What to do: Reproduce all of the records below word for word, but leave out the pictures.

Records for processing:

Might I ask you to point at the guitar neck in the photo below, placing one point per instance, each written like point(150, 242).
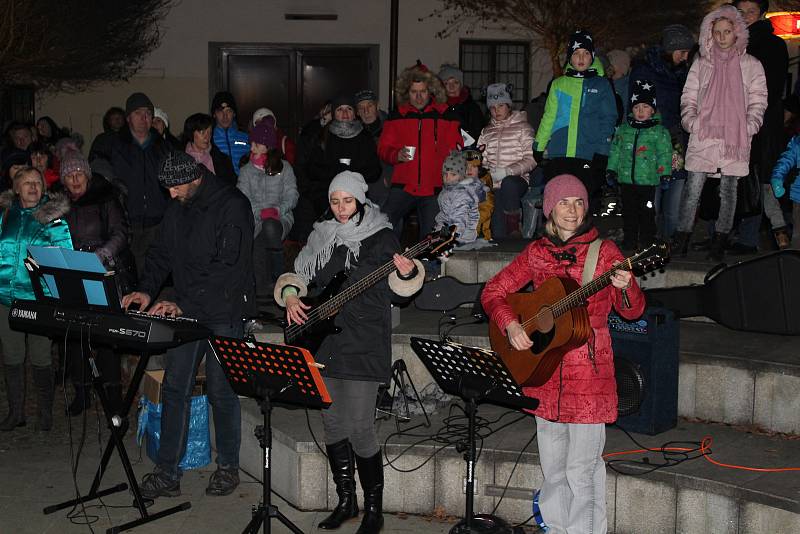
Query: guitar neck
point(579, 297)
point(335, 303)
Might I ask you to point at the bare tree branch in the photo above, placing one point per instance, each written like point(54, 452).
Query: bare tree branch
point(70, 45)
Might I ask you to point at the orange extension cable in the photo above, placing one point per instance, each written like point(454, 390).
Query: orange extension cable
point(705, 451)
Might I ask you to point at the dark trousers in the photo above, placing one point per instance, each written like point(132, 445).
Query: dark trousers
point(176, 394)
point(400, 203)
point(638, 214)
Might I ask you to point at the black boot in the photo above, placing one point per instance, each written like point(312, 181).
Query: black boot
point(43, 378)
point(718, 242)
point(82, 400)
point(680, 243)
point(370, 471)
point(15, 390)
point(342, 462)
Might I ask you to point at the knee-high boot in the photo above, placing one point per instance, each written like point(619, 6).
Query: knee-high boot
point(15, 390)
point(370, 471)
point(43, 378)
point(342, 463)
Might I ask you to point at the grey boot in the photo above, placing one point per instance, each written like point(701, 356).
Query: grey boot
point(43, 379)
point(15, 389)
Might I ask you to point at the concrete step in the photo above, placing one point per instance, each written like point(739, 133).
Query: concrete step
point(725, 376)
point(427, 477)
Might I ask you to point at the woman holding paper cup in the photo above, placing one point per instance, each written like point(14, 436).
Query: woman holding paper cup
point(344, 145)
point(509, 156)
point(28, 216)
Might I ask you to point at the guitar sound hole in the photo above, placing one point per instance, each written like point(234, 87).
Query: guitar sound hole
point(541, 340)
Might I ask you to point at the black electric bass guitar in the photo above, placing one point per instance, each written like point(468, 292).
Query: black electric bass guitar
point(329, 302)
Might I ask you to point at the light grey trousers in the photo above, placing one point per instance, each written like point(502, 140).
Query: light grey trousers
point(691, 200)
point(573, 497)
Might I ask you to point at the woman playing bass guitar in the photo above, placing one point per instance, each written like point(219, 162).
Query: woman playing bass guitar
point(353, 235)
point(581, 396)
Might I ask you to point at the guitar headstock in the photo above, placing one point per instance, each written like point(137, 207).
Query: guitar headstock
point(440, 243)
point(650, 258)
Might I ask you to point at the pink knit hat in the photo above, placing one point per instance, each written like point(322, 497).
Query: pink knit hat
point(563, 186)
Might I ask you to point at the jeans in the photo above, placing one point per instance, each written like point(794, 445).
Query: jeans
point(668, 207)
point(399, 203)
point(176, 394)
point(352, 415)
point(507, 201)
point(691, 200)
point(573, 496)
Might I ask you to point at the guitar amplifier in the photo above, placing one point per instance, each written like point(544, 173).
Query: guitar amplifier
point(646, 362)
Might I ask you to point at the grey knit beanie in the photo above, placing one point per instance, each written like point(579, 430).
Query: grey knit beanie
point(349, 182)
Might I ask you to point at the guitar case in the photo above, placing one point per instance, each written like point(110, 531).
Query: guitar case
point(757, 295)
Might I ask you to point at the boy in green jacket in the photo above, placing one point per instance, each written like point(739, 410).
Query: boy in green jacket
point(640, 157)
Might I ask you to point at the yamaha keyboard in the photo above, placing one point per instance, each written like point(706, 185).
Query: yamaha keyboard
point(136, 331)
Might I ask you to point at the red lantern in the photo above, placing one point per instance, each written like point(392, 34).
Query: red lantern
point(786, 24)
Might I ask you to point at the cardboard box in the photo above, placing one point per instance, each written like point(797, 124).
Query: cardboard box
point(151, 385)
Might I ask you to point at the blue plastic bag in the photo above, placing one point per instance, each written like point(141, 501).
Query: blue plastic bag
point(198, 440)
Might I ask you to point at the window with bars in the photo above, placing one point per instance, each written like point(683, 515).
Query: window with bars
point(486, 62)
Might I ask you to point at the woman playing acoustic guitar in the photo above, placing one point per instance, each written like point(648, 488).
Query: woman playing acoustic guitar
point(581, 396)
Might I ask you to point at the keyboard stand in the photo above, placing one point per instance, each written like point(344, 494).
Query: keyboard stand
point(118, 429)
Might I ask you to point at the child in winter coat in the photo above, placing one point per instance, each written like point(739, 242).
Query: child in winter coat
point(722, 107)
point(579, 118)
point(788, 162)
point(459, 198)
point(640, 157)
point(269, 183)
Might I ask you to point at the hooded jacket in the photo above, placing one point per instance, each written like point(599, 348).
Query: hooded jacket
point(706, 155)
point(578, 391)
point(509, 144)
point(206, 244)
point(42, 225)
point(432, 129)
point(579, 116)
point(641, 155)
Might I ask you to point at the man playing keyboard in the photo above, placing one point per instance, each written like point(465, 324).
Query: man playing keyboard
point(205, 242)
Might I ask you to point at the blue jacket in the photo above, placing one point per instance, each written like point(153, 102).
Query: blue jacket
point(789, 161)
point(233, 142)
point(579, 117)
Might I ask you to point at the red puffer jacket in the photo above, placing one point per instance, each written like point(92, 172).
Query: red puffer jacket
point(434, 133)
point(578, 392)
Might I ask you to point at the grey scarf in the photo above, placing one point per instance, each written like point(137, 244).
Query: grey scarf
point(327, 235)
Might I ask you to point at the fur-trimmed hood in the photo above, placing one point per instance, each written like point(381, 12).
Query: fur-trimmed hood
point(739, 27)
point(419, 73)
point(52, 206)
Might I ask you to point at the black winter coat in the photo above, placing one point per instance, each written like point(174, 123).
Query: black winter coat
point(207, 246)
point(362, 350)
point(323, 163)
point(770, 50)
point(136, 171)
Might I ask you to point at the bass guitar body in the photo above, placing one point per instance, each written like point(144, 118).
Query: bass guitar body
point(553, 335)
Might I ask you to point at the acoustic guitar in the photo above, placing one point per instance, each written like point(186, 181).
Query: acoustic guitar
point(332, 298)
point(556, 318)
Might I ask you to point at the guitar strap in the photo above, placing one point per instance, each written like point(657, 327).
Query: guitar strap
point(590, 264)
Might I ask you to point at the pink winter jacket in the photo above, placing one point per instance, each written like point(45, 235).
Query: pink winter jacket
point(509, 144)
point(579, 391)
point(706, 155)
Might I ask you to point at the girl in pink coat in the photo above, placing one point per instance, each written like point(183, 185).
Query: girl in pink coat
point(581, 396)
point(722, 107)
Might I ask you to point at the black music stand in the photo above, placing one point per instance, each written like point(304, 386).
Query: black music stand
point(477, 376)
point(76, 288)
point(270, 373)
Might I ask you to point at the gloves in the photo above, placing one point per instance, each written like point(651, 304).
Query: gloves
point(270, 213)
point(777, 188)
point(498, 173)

Result:
Might I ask you to point at the guitar neck in the photo below, placing one point per instance, each written like point(150, 242).
Query: guitar neck
point(579, 297)
point(335, 303)
Might I ask you to point at the bare tree branch in the photo above, placing one point per instance, each written like point(54, 452).
Query: bare tree branch
point(70, 45)
Might I ask you to point at the orange extension cable in the photo above, placing one point per instance, each written like point(454, 390).
Query: orange extension cable
point(705, 451)
Might I ask you to point at the dark trousers in the photo above, placing one point per instance, each written like point(132, 445).
Query: dark trousers
point(176, 394)
point(400, 203)
point(638, 214)
Might I ask you to point at the black boot in the photo above, placing one point per instance, each written like point(312, 181).
Query: black boot
point(43, 378)
point(718, 242)
point(82, 400)
point(680, 243)
point(370, 471)
point(15, 390)
point(342, 462)
Might I ask you to point at the knee-high boot in the photo above, placing one point per instance, each written like point(619, 6).
Query: knee-high boot
point(15, 390)
point(370, 471)
point(43, 378)
point(342, 463)
Might I ask you to point at the grey boot in the photo above, placing one point per instance, each written like point(701, 356).
Query: grey boot
point(43, 379)
point(15, 389)
Might I ask you to point at the concrete step in the photo above, placing one point per instance, each written like point(739, 133).
Query: concrete step
point(725, 376)
point(427, 477)
Might I ask you to point at the woman holding paper cup in the photo above, placing one point per instance, each written like point(14, 436).
Query: woman holding paper cup
point(344, 145)
point(509, 156)
point(28, 216)
Might I ask you to point at the guitar sound hole in the photo above, placing one point per instance, each written like point(234, 87).
Query: guitar sound hole
point(541, 340)
Might I ask you to point at the black electric bass guitar in the photo above, placing one point per instance, each written like point(468, 292).
Query: black electric bass guitar
point(329, 302)
Might I ask you to point at the light grey trousers in the photo above, placing one point per instance, each written like point(502, 140).
Query: light grey trousers
point(691, 200)
point(573, 497)
Might I ask you to point at the woman playing bass guitar in the photo above, placing one point per instance, each written like point(219, 162).
Query: woman playing bass guitar
point(353, 235)
point(581, 396)
Might I ask you to point at the guitar headstock in the photo above, placing one point per instance, each written like point(137, 207).
Query: guitar headstock
point(440, 243)
point(650, 258)
Might I ask you to point at the pink knit hat in the photo above, placing one point per instance, each written like point(322, 497).
Query: pink knit hat
point(563, 186)
Might I ask you to point at the jeans in the photo above, placing one point per instance, each written like point(794, 445).
Query: jeans
point(668, 207)
point(399, 203)
point(176, 394)
point(352, 415)
point(507, 201)
point(691, 200)
point(573, 496)
Might I ask you to point at the guitar amplifier in the photo above, placing one point per instance, each written like point(544, 173).
Query: guitar amplifier
point(646, 362)
Might I ask you to point at the grey knit beanie in the photo above, placing one point per instance, each written like point(579, 430).
Query: grey knit beanie
point(349, 182)
Might I ask you to point at the guitar case in the photo above, placing one point per instance, each written like point(110, 531).
Query: guitar case
point(757, 295)
Might I ask you to point at the boy in green jacket in the photo above, placing one point per instance, each written like point(739, 410).
Query: boy in green jacket
point(640, 157)
Might I ask you to point at the yamaha keyboard in the photo above, placing one point per instance, each written like point(706, 185).
Query: yamaha keyboard
point(136, 331)
Might I ask you to point at the red lantern in the photo above, placing one point per instance, each written like point(392, 34).
Query: red lantern
point(786, 24)
Might I ask you to point at the cardboard box in the photo above, placing one point per instance, each written like point(797, 124).
Query: cardboard box
point(151, 385)
Might I ask you to point at the blue plastic bag in the photo above, placing one point per instance, each written like point(141, 501).
Query: blue plastic bag
point(198, 440)
Might I ask you to point at the window with bars in the photo above, placing one point per instance, each written like point(683, 515).
Query: window with bars
point(486, 62)
Might I ask you to point at the woman playing acoustic guitar in the photo above, placing one point per instance, each written like point(648, 488).
Query: woman playing acoustic guitar
point(581, 396)
Might I ask you to point at the keyboard stand in the photo above, placing one point per instance, each written like point(344, 494).
Query: keyboard stand
point(118, 429)
Might I ask you to point at the child in winter coat in the photo above, placing one point per instance, each written like point(739, 242).
Query: child in winter coat
point(722, 107)
point(579, 118)
point(788, 162)
point(459, 198)
point(640, 157)
point(269, 183)
Might I ask you to point at the hooded jacket in the photo above, placing one point per instance, each written like point(599, 348).
Query: hooded jacket
point(706, 155)
point(578, 391)
point(509, 144)
point(206, 244)
point(42, 225)
point(432, 129)
point(579, 116)
point(641, 155)
Might I ask you to point at the man playing keyboard in the photo above, placing one point per instance, each written like point(465, 324).
Query: man playing keyboard
point(205, 242)
Might I ask you to point at the blue jacket in the photo above, placing one point per instance, each written like point(153, 102).
Query: blue jacket
point(789, 161)
point(233, 142)
point(579, 117)
Might I ask you to point at the red puffer jacket in the photo above, placing one point per instance, each written like point(92, 172).
Query: red puffer jacket
point(434, 133)
point(578, 392)
Might I ask you to point at the grey scarf in the photo above, placing one point per instance, each written like point(137, 244).
Query: grey scarf
point(327, 235)
Might I ask you to point at the fur-trimmed hood in the photo above, placing one point per instance, each written like point(381, 12).
Query: fur-trimmed hood
point(739, 27)
point(419, 73)
point(52, 206)
Might I ask you to point at the black winter coat in the photo above, placing one point per instance, each written like point(174, 123).
Query: black winter coat
point(207, 246)
point(362, 350)
point(323, 163)
point(770, 50)
point(136, 171)
Might I ask you to point at the bass guitar body in the photo above, placing one point per instance, each written like point(144, 118).
Query: bass guitar body
point(553, 335)
Might I ask you to point at the acoustic guitar in the photo above, placing one point per instance, each written like point(186, 181).
Query: acoustic guitar
point(332, 298)
point(556, 318)
Might I ask you to point at the guitar strap in the photo above, placing one point per instance, each written like point(657, 327).
Query: guitar strap
point(590, 264)
Might I ask you to point at the pink winter jacket in the photo above, placing one point per instance, each written like point(45, 235).
Query: pink winter jacket
point(509, 144)
point(579, 391)
point(706, 155)
Might I ask you to point at the girl in pink coat in the photo above, placing one point per instance, each written like point(183, 185).
Query: girl in pink coat
point(581, 396)
point(722, 107)
Might I ask you to point at the black music stand in the photo above, placing one point per instance, each written like point(304, 386).
Query: black music stand
point(477, 376)
point(76, 288)
point(270, 373)
Might I ask you to point at the gloves in the photo above, placing one point per instance, each written like point(651, 304).
Query: gloves
point(270, 213)
point(777, 188)
point(498, 173)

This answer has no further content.